Goal of the exercise
Look below for the line with "Roadside-survey request: point out the bulletin", and from there restate every line word for word until the entries end.

Data excerpts:
================================

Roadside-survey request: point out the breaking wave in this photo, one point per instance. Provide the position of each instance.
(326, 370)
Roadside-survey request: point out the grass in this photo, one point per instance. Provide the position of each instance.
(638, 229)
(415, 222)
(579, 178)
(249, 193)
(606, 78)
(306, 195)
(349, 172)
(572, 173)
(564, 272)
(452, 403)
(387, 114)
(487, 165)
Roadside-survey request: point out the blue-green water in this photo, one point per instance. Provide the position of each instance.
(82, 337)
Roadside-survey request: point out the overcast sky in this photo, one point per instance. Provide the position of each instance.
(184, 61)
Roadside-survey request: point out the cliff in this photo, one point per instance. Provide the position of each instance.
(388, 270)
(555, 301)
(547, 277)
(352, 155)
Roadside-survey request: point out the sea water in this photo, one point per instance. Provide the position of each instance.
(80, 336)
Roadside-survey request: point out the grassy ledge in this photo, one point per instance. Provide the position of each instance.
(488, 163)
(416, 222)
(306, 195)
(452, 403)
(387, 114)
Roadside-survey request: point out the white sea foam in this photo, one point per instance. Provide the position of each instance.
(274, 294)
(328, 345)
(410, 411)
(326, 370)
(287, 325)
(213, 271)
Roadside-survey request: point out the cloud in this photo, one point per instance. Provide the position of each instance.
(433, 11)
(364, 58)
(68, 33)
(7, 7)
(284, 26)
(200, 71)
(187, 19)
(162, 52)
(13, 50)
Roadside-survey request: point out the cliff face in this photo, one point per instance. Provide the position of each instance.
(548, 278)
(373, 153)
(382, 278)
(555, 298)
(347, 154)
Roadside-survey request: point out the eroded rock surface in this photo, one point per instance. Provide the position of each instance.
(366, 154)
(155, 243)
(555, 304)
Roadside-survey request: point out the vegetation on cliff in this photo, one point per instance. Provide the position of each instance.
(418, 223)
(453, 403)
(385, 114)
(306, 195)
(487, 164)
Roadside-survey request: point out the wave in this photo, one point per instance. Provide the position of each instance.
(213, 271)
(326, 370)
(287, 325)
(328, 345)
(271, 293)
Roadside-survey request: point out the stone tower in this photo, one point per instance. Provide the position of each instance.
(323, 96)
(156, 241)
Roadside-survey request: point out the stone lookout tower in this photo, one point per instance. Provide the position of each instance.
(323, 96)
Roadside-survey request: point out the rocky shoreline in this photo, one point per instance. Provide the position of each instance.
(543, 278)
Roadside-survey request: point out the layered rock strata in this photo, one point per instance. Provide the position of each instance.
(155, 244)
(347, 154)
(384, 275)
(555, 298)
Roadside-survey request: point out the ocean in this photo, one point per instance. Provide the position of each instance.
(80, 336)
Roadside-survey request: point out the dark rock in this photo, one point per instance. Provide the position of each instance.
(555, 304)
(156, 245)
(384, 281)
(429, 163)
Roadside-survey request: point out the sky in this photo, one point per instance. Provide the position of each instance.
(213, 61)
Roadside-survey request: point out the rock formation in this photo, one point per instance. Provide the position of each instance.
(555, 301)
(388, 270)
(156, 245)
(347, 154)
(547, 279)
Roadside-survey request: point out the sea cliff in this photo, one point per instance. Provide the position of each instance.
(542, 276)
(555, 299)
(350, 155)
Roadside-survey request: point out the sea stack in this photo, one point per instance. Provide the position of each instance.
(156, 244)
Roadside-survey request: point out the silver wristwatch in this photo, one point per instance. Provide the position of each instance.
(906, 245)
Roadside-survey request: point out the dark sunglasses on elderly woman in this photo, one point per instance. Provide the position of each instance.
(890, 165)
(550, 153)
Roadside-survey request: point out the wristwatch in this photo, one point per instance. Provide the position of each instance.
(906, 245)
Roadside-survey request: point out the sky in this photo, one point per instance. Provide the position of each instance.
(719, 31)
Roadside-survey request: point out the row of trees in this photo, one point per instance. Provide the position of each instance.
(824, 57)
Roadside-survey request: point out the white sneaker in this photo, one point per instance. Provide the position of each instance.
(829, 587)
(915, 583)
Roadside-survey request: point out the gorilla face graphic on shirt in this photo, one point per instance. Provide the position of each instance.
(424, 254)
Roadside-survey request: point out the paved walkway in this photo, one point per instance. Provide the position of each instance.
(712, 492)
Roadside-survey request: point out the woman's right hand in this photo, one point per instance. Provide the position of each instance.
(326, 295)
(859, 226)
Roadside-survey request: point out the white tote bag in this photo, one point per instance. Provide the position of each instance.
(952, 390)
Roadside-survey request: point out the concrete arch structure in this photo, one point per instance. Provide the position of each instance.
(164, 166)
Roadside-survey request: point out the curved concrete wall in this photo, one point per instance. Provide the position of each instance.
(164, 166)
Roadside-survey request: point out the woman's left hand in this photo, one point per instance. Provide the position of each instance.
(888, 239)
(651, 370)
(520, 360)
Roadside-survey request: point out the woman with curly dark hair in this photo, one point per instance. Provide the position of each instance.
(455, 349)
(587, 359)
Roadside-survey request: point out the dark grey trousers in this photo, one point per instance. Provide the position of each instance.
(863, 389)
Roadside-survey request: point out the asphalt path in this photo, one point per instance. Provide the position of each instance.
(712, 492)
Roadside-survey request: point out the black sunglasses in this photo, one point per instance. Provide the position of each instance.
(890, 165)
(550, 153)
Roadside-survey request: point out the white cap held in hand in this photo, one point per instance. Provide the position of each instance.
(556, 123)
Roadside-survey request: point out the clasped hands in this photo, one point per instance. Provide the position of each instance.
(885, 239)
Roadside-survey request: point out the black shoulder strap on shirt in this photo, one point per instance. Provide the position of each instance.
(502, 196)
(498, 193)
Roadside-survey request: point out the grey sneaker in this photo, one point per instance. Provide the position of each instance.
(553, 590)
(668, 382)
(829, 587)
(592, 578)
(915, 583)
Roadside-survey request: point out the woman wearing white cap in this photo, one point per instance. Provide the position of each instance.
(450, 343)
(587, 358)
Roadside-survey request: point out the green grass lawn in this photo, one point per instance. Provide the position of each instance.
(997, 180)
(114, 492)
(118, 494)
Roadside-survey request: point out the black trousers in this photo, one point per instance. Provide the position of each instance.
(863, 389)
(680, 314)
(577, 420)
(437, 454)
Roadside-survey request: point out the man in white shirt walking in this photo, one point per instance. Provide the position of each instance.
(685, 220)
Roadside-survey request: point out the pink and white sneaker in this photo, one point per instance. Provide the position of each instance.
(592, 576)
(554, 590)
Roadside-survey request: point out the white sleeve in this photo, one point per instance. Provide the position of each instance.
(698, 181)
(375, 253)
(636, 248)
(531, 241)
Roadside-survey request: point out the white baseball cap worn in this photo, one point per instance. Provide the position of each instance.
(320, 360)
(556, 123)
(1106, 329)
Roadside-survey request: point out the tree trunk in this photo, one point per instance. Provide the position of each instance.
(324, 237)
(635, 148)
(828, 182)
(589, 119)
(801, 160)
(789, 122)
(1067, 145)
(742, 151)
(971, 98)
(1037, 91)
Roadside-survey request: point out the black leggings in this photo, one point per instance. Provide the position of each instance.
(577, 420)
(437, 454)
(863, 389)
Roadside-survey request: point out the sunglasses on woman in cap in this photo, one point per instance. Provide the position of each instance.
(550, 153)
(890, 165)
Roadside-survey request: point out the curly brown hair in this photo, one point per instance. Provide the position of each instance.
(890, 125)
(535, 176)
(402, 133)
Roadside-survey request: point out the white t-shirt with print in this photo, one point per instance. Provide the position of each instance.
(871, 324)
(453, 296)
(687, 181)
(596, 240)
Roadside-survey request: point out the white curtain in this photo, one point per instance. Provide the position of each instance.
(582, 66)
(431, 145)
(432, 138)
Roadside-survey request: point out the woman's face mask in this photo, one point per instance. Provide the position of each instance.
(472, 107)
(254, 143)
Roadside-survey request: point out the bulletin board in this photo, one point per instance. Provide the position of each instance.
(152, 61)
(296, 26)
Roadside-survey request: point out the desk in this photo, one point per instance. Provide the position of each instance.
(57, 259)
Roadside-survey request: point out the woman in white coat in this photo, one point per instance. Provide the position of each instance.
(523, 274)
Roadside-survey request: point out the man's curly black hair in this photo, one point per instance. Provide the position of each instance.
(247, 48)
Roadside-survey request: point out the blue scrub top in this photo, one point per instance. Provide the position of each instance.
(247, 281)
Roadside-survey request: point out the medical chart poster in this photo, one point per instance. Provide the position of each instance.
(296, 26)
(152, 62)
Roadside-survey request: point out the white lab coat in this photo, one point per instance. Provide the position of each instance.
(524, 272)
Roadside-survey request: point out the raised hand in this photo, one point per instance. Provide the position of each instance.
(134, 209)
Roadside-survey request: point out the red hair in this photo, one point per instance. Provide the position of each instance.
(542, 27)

================================

Response below
Roadside-survey request: point out the bulletin board in this photo, one point per instance. Provide the position of each instance.
(152, 61)
(296, 26)
Roadside-survey request: point out the desk in this photo, one point per instance. Provide the position of each instance.
(57, 259)
Roadside-survey request: point out the woman in white coat in this photo, one point per instance. Provide the position of each instance.
(523, 274)
Roadside-survey request: point out the man's curly black hair in this photo, one point per instance. Provide the position of each instance.
(247, 48)
Roadside-survey request: point out the blue scrub top in this photo, one point per instance. Provide the position of each instance.
(247, 281)
Roadside-survey request: point out the medical chart poster in this photo, one point per instance. Provide the position of each instance.
(296, 26)
(152, 62)
Roadside-survey request: point out the white lab coat in this photo, one point per instance. Provide the position of each instance.
(524, 272)
Roadside-survey request: point out the raised hand in this photo, one point per instance. Provide the position of each instance.
(134, 209)
Roadside-survey request: point out the red hair in this photo, one point per instance. Provide the position of each instance.
(542, 27)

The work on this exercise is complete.